### GIVEN EXERCISE 1
In the records below, begin at the line containing "An instance of the white" and stop after the line containing "Target: white painted wall". Give those lines as a Markdown table with the columns Row and Line, numbering each row and omitting blank lines.

* begin SOURCE TEXT *

Abdel Fattah al-Sisi and “le piston de la famille”
No worries (I know you were terribly worried, weren’t you) – posting with titles in French has not become a completely entrenched habit here at the Patrimony, but after our previous post it is once again fitting…
This Tunisian news site has broken news in the Francophone netiverse two days ago of a tweet by someone (I know, that is a very specific reference) of a photo of Medhat al-Sisi, current Egyptian President Abdel Fattah al-Sisi’s brother. I could not find the photo in question but reportedly Medhat al-Sisi can be seen there in the attire of a garçon d’hôtel, and apparently he really is working in a hotel, accordingly.
His brother, Abdel Fattah al-Sisi, the former chief of the Egyptian Armed Forces, now elected President of the country, does not gift his family members a luxurious life upon the good fortune of landing in the top position – that seems to be the message.
A commenter happily concludes:
“Ce n’est pas tout le monde qui veut beneficier du ”piston” de la famille.”
Meaning: not everyone looks to benefit from the string-pulling of the family. A cynical reaction to this claim is not entirely warranted. Yes, the above piece of news may be strategically used to further legitimization of the current Egyptian political system that is in place in the wake of the bloody events of last summer. Yet President al-Sisi is where he is partly because he himself and his family are credited (note that indeed this is a kind of capital in the context we are speaking about) with being deeply, some would say devoutly, religious and coming from the ordinary background of Cairo’s Gamaleya neighborhood. Whilst the Army was involved in “cohabitation” with the Muslim Brotherhood government (which it eventually removed from power), al-Sisi was named Commander-in-Chief and Minister of Defence by then-President Mohammed Morsi with reference to this – because he seemed like a choice particularly compatible with the Brotherhood’s spirit and rule. Or at least he could be presented as such.

* end SOURCE TEXT *
* begin EXTRACTED DATA *

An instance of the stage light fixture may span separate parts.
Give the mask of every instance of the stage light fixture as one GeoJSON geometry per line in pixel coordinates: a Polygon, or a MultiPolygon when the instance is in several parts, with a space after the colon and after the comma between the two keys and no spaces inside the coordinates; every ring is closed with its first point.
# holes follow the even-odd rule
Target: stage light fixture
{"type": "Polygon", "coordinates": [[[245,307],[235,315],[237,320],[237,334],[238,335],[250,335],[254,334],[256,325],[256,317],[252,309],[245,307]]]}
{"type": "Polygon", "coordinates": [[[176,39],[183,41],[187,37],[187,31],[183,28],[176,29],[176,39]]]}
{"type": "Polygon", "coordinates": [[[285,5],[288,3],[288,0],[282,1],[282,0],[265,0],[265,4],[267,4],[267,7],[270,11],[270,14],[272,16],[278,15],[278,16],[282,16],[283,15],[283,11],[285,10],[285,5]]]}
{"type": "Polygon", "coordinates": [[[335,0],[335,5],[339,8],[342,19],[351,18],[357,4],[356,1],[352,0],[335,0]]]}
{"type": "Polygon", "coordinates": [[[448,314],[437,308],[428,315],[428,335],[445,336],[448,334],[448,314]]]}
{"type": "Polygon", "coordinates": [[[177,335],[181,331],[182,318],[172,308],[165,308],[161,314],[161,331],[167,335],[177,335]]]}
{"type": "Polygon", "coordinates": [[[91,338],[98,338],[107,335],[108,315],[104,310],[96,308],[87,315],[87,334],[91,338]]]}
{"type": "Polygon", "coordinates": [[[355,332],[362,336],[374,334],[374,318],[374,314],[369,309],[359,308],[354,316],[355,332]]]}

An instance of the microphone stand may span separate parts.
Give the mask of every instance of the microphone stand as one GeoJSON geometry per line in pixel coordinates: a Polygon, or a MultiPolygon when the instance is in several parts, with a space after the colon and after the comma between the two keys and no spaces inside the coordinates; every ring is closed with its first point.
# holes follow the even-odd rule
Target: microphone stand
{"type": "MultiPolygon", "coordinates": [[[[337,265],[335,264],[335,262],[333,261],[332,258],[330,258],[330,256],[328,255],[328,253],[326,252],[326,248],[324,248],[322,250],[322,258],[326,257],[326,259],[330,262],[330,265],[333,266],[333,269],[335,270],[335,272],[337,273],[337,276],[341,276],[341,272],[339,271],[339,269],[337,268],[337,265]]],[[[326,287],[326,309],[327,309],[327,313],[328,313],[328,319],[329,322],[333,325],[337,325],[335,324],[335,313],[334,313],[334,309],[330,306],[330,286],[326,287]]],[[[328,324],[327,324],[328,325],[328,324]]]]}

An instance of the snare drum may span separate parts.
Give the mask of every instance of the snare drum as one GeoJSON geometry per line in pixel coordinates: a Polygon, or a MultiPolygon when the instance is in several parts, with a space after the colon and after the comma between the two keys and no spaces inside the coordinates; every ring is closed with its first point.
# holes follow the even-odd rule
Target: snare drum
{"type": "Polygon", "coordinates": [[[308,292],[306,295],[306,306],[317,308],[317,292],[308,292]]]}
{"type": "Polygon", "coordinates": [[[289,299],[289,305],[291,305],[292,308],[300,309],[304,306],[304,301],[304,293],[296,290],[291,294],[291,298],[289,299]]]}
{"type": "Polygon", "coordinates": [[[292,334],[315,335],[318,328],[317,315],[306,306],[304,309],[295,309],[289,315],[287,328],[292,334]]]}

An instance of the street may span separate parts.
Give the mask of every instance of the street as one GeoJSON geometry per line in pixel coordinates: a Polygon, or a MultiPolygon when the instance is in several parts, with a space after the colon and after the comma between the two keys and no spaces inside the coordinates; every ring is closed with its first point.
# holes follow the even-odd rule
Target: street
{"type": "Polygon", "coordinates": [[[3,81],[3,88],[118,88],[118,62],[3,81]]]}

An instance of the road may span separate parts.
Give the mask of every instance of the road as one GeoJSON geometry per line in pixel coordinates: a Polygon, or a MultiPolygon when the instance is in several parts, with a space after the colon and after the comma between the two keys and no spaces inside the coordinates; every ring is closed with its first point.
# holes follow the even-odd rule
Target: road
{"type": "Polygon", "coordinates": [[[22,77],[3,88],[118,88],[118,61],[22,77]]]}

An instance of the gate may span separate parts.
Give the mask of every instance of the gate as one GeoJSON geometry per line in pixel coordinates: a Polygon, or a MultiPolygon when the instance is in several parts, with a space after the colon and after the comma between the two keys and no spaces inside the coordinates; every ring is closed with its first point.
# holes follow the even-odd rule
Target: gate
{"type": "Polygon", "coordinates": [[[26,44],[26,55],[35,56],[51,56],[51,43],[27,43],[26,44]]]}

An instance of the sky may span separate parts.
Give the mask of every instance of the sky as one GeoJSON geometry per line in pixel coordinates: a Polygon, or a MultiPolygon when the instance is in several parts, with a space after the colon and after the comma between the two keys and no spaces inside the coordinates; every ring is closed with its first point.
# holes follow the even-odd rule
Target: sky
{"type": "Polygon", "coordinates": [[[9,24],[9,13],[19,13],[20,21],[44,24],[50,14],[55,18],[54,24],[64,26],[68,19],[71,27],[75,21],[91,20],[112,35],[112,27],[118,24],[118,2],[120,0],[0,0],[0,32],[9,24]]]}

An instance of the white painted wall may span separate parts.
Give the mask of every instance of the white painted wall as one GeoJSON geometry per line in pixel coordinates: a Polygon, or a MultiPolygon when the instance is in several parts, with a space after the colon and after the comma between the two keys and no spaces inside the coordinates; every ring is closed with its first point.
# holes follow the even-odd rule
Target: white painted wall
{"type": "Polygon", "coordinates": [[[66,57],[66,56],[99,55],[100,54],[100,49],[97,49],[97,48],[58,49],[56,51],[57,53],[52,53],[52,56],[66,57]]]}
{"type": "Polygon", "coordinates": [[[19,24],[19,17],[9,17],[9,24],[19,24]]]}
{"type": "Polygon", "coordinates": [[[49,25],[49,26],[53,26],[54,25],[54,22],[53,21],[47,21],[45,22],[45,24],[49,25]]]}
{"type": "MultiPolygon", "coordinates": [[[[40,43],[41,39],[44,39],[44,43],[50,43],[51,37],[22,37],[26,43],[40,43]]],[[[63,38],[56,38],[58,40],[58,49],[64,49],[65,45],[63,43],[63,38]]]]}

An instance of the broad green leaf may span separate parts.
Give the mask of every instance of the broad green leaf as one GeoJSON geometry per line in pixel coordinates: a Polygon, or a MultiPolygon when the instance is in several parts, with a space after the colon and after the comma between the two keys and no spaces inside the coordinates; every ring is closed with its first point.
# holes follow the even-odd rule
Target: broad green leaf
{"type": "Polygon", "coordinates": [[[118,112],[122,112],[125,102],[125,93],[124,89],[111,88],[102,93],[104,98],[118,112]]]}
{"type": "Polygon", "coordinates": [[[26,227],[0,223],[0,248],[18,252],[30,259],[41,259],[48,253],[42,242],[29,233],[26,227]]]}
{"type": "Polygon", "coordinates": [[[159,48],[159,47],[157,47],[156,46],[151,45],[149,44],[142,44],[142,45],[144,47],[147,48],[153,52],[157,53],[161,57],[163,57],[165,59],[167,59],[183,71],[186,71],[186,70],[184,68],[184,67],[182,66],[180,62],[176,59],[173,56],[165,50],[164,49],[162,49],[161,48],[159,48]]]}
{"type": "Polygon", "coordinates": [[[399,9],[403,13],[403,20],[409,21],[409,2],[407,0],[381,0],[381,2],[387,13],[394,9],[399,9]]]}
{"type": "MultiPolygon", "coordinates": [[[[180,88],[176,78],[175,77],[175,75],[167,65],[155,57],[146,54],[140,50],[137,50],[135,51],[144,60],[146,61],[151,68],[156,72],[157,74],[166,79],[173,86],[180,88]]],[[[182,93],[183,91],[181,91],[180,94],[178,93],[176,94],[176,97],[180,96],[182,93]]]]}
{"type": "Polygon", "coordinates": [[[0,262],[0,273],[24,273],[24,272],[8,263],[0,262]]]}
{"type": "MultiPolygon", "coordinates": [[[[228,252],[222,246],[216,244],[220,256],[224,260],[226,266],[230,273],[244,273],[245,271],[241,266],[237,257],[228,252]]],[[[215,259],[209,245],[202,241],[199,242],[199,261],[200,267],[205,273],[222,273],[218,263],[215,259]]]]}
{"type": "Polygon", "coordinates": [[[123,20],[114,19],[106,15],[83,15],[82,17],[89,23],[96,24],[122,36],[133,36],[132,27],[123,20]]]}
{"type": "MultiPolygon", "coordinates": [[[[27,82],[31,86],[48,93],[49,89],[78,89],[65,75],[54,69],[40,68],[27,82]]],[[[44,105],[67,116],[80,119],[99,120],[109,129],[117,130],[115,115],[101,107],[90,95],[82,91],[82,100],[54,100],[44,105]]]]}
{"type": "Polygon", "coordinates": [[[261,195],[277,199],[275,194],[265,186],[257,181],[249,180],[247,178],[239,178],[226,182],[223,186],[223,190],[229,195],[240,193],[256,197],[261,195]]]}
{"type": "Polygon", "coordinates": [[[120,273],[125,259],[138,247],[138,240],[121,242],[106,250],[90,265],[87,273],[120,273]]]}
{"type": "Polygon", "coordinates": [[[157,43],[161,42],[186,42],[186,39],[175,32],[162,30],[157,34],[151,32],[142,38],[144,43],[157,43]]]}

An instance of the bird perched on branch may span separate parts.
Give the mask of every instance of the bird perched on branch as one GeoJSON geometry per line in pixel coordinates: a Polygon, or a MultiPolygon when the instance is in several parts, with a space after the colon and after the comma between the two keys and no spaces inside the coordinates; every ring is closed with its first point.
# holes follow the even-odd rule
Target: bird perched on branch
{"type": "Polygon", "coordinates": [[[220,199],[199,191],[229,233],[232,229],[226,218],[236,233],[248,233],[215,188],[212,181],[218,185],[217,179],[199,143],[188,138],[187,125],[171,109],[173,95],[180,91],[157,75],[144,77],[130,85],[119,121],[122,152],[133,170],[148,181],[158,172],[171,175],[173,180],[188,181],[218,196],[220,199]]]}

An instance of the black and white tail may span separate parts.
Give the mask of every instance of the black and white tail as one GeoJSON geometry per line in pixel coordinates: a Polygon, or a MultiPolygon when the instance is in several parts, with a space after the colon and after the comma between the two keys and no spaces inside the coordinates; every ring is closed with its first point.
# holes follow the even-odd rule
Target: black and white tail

* end EXTRACTED DATA *

### GIVEN EXERCISE 2
According to the post about Abdel Fattah al-Sisi's brother, which Cairo neighborhood is President al-Sisi's ordinary background said to come from?

### WORKED ANSWER 1
| Row | Line |
|---|---|
| 1 | An instance of the white painted wall may span separate parts. |
| 2 | Give the mask of every instance of the white painted wall as one GeoJSON geometry per line in pixel coordinates: a Polygon, or a MultiPolygon when the instance is in several parts, with a space after the colon and after the comma between the two keys and no spaces inside the coordinates; every ring is closed with its first point. |
| 3 | # holes follow the even-odd rule |
| 4 | Target: white painted wall |

### WORKED ANSWER 2
Gamaleya